◆ Given text

==================================================

1965-1967 T-bird Rim - Dimensions and Photos

Post by Alan H. Tast » Sat Jan 11, 2020 6:07 pm

JamesR wrote:
Sat Jan 11, 2020 12:56 am
ALSO: wanting to get an extra wheel so that I can have a spare tire with me. I have a '65 T Bird, and I've heard that the front disc brakes require a wheel that has the right clearance. Everything on eBay overpriced of course, but is this the correct wheel? (My car has 15"on it now) :

https://www.ebay.com/itm/STEEL-CASE-RIM ... %7Ciid%3A1

And is there anywhere I can find one at a more reasonable price: Thanks, Jim
It's the correct wheel. If you're trying to find a rim at a 'more reasonable price' you'll need to keep searching and ask around - sometimes you may find someone parting out a '65-'67 that has them or has a few lying around. The wheel was unique for '65-'67 T-birds and full-size cars with the 4-piston Kelsey-Hayes disc brake calipers in that the rims require a deep offset to clear them.

==================================================

◆ Data records

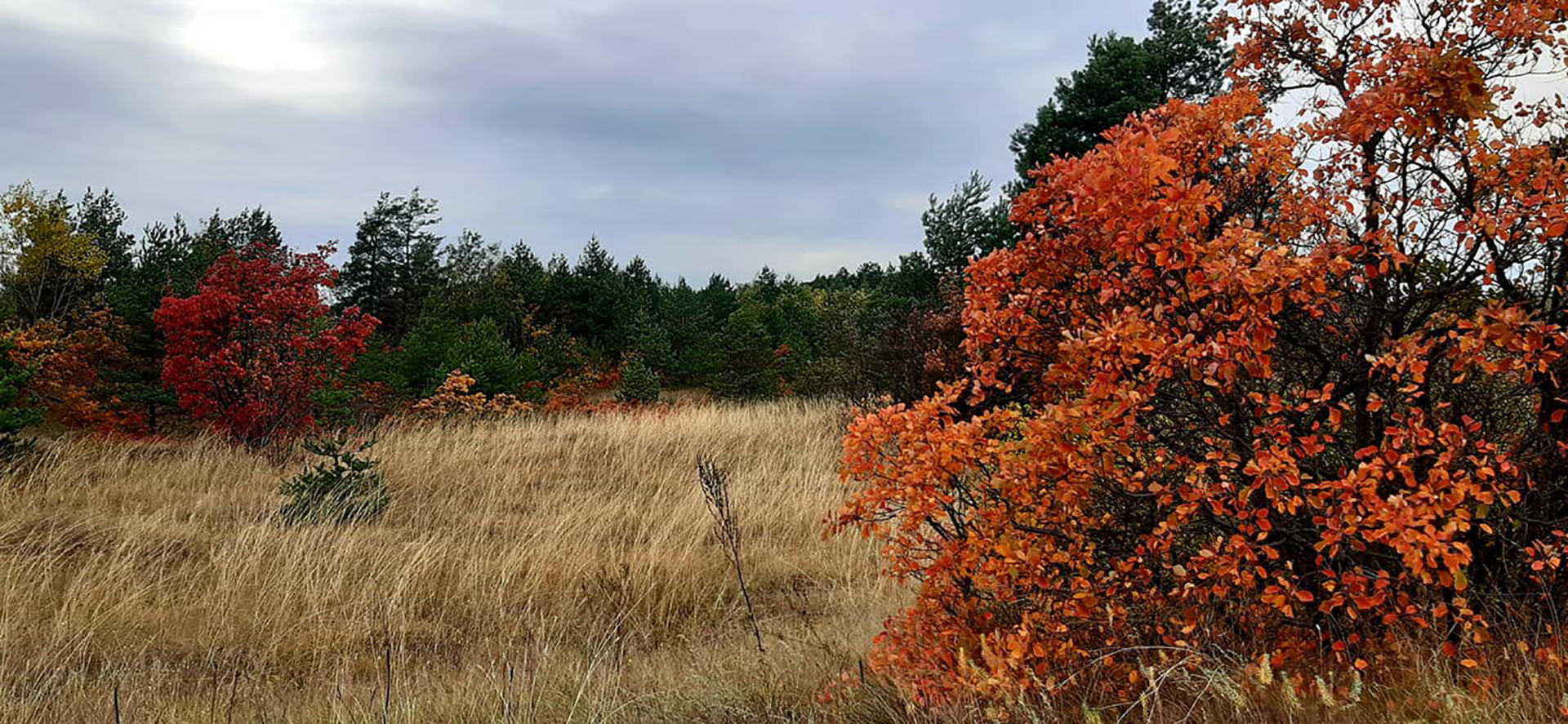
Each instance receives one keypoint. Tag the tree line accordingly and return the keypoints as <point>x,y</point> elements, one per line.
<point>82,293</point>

==================================================

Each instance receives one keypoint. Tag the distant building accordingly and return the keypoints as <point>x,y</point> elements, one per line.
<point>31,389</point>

==================================================

◆ What to work on
1. Repeat the part of the forum post on T-bird rims that opens with the words containing "Post by Alan" and closes with "to clear them.", substituting "rim" for "wheel" throughout.
2. Answer these questions from the forum post on T-bird rims:
(a) What model year is JamesR's T-bird?
(b) What size wheels are currently on JamesR's car?
(c) What type of calipers do the rims need a deep offset to clear?
3. List every distinct year mentioned in the forum post on T-bird rims, written as a four-digit year.

◆ Per-task answers
1.
Post by Alan H. Tast » Sat Jan 11, 2020 6:07 pm

JamesR wrote:
Sat Jan 11, 2020 12:56 am
ALSO: wanting to get an extra rim so that I can have a spare tire with me. I have a '65 T Bird, and I've heard that the front disc brakes require a rim that has the right clearance. Everything on eBay overpriced of course, but is this the correct rim? (My car has 15"on it now) :

https://www.ebay.com/itm/STEEL-CASE-RIM ... %7Ciid%3A1

And is there anywhere I can find one at a more reasonable price: Thanks, Jim
It's the correct rim. If you're trying to find a rim at a 'more reasonable price' you'll need to keep searching and ask around - sometimes you may find someone parting out a '65-'67 that has them or has a few lying around. The rim was unique for '65-'67 T-birds and full-size cars with the 4-piston Kelsey-Hayes disc brake calipers in that the rims require a deep offset to clear them.

2.
(a) 1965 ('65).
(b) 15-inch.
(c) 4-piston Kelsey-Hayes disc brake calipers.

3. 1965, 1967, 2020